Problem description: Can you carry on the personal account of a brief involvement with Scientology, starting right after its final sentence?

Document passage:
----------

So, for EXAMPLE, I was so pleased by the free acting workshop (plus they gave me all these free books and brochures that were to inform me of the basics of Scientology) that I paid a measly $35 for some course in "personal efficiency." They keep prices very VERY low for newcomers. I actually met a prize-winning science fiction writer when I first began the course. I never finished this personal efficiency course, and never INTEND to... BECAUSE... (1) they were pushy about my own personal habits, for example, they said to eat a good meal and have good sleep, and I couldn't consume any food while in the course, which violates my own personal habit of gum chewing and candy-slurping and jaw clenching and (2) the personal efficiency course required a LOT of WRITING. And the questions were forcing me to write certain answers that were forcing me to wire my brain in a way I DID NOT WANT TO WIRE IT. I was strong enough to say that I already have my own personal philosophy. I am not going to let these people make me WRITE WHAT THEY WANT ME TO WRITE and ESSENTIALLY BRAINWASH me. (Some UCSB course took a group of students to have a tour of the place for a religious studies class) (I had to take some Scientology personality test, personal improvement test).
Even though the Scientology folks kept pestering me for months on after (even Txriel was annoyed by my bothersomeness with such things)--with phone calls and junk mail (even to this DAY!) to follow up with my Personal Efficiency Course and to extend beyond my free 6-month membership and all these expensive Flagship cruises and the like... I just had to cut the strings and distance myself. And so again, I experience a certain cult of people, a certain organization, and I take what I want from it and dump all the rest as dissolved bullshxt. Enough experimentation there!
What a curious, naive, vulnerable sucker I am! At least in this case, my White Stripes Instincts "Ohhh, I think I smell a raaaaattt, Aowwwh, I think I small a RAT!" kicked in just in time before things became more weird and perhaps inescapable to my monetary-debt bridge to infinite freedom. There's a lot of bad PR surrounding the Church of Scientology. I think the whole group is banned in Germany. Anyway, I just scratched the surface with this adventure, but it's a starting point. I have more details at home.
The one thing I was impressed with though was this little hoaky Scientology "e-meter." I had that e-meter done to me once, and when the dude operating the meter asked me questions, there was no movement of the "needle." Then he asked me about my current job, which was caretaking arthritis-wheel-chair-ridden Momma in Mission Viejo, that needle SPIKED as if I were just electricuted, except I was electricuted by my own INTERNAL ANXIETY! I think that experience was one of the last straws for my quitting that job. It certainly was a sign. Besides, Blue Horizons summer 2007 was coming up. That program saved my life, physically, mentally, emotionally, holistically-spiritually, whatever.
Well, TALK ABOUT A SIDE-TRACKING EXPERIENCE! The Scientology diversion was indeed an ephemeral time-hog in my life. I feel sick even thinking about it. Other than that, back in spring of 2007 I left Central Casting feeling pretty empty, with the question subliminally haunting me, "What's next?"

----------

Raw data:
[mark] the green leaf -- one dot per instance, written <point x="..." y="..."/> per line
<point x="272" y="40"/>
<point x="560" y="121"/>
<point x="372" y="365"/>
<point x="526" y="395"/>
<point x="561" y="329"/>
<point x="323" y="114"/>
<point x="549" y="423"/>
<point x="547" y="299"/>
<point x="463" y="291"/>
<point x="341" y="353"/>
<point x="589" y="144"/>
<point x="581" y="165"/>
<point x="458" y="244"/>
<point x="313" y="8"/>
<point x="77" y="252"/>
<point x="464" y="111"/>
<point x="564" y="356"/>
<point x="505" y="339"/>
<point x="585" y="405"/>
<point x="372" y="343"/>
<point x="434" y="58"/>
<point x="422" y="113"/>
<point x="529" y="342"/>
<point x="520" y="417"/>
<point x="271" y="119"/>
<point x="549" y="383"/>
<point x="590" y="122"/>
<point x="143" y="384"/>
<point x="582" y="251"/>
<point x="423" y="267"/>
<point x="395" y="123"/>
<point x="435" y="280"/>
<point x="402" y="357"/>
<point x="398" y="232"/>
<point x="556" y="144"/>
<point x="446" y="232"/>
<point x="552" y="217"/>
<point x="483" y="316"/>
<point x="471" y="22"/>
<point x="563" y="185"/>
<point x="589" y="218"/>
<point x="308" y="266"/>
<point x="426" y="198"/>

----------

Reply to the exercise:
Maybe it was a week or so, but I finally called in the non-union hotline and I excitedly booked my VERY FIRST extras job. I found out later it was a Cattle Call for Made of Honor starring Patrick Dempsey (who was surprisingly very short). I was to be an "airport chick" hanging out at an abandoned airport with a thousand other extras (and a few cool production assistants). I think it was a 12-hour work day. That day was so fun. I met so many interesting people, including a guy who was the "stunt man" for Danny DeVito. He's about the same size and has some similar facial features. I also met a couple of musicians--singer, piano player--and just an overall intriguing group of people to chill out for the day. I was getting used to the notion that all I had to do was sit around, do nothing, blend into the background, eat lunch, and... DO NOTHING. And I got paid 100 dollars a day to do nothing. It's pathetic. Pathetically cool. And it came to me, I started to understand why the great Captain Jean-Luc Picard (Patrick Stewart) frustratingly complained about film-making. You sit around all day for 12 hours only to have 30 minutes of disjunct filming and acting. And then, upon returning to the Royal Theater in Britain, Patrick Stewart becomes involved in 3.5 hours of NONSTOP ACTING! He loves theater much more in its dynamics.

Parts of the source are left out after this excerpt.